= EXERCISE TASKS =
[a] Please repeat the part of the blog entries starting at "wondering what the" and ending at "of solid work.".
[b] According to the blog entries, why does the writer's current cold beat last year? Answer in one to three sentences.

= DOCUMENT EXTRACT =
*** Block opens ***

Wednesday, December 06, 2006

below is arguably one of the most beautiful love songs ever recorded. finn's voice is utterly breathtaking, and i love how the audience sings along near the end. i know of no higher art.

Tuesday, December 05, 2006

picked up a cold somewhere so now my head feels like it is a 100 pound weight filled with brillo pads and my nose is scraped raw from the rough caress of tissue.

to top it off, that's it. don't feel terribly bad, plenty of energy. what gives. well, it sure beats last year when i must've endured half a dozen colds, including one that felt like goons from the sopranos worked me over with a couple of 2x4s for a couple of hrs.

wondering what the source of poetry is for most poets. i mean, it seems that many writers come to poetry out of some traumatic event in their lives. i don't mean to suggest all writers, but on the surface there seems some connecting thread of illness or bad happenstance early in their lives that leads to poetry.

so is poetry sourced in pain and trauma, or can a writer live a happy life and write well too? for me reading/writing is the site of tremendous pleasure. but it is episodic, that pleasure. like sex. at least the writing of it. long preparations lead to anticipation lead to the act lead to an hr or so of sustained work lead to a refractory period, whereby the process begins again. sometimes there are marathon sessions. sometimes a few minutes only of solid work.

and yet when it is done, the poet is the one who is continously thinking about the next writing session, the preparation that leads to anticipation and so on. everything, everything is fuel for the writer.

*** Block closes ***

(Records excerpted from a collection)
*** Block opens ***

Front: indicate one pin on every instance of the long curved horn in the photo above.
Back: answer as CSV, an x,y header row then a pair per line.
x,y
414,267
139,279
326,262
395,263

*** Block closes ***

= ANSWERS BY ITEM NUMBER =
[a]
wondering what the source of poetry is for most poets. i mean, it seems that many writers come to poetry out of some traumatic event in their lives. i don't mean to suggest all writers, but on the surface there seems some connecting thread of illness or bad happenstance early in their lives that leads to poetry.

so is poetry sourced in pain and trauma, or can a writer live a happy life and write well too? for me reading/writing is the site of tremendous pleasure. but it is episodic, that pleasure. like sex. at least the writing of it. long preparations lead to anticipation lead to the act lead to an hr or so of sustained work lead to a refractory period, whereby the process begins again. sometimes there are marathon sessions. sometimes a few minutes only of solid work.

[b] Last year the writer endured about half a dozen colds. One of them felt like goons from the Sopranos had worked the writer over with a couple of 2x4s for a couple of hours.